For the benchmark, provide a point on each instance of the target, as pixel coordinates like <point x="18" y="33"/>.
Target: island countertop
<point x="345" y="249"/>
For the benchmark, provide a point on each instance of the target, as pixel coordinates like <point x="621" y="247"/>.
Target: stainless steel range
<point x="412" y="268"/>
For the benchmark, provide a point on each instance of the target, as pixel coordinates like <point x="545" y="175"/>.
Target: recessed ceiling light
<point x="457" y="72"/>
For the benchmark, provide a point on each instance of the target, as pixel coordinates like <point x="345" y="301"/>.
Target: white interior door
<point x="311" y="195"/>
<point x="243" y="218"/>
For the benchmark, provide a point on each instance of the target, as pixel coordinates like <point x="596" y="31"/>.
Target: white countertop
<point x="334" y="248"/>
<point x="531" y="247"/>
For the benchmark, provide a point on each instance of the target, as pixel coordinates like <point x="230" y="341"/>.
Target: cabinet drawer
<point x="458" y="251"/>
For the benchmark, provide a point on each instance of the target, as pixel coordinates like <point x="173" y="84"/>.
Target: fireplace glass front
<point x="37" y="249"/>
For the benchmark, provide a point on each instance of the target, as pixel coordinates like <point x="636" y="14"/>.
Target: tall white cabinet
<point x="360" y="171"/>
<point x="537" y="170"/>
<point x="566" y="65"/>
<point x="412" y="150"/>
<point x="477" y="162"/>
==================================================
Reproduce all of the rows above word for word, with no changes.

*Response:*
For the benchmark, provide a point on each instance of the target, as pixel coordinates like <point x="18" y="33"/>.
Target: island countertop
<point x="345" y="249"/>
For the benchmark, provide a point on each instance of the target, as pixel coordinates like <point x="621" y="247"/>.
Target: stainless steel range
<point x="412" y="268"/>
For the benchmark, provide a point on each instance of the target, as pixel coordinates like <point x="545" y="175"/>.
Target: recessed ceiling light
<point x="457" y="72"/>
For the benchmark, provide a point on each instance of the target, as pixel coordinates like <point x="345" y="301"/>.
Target: white interior door
<point x="311" y="195"/>
<point x="243" y="218"/>
For the benchmark, provide a point on each instance of the target, as pixel coordinates like <point x="596" y="31"/>.
Target: white countertop
<point x="334" y="248"/>
<point x="531" y="247"/>
For the benchmark, provide a point on each instance of the target, as pixel coordinates like <point x="230" y="341"/>.
Target: cabinet drawer
<point x="458" y="251"/>
For the benchmark, provide a point on each instance of the target, as pixel coordinates like <point x="173" y="84"/>.
Target: fireplace glass front
<point x="37" y="249"/>
For the benchmark, provide a point on each instance of the target, as pixel coordinates like <point x="636" y="14"/>.
Target: tall white cabinet
<point x="360" y="171"/>
<point x="537" y="170"/>
<point x="566" y="65"/>
<point x="412" y="150"/>
<point x="477" y="162"/>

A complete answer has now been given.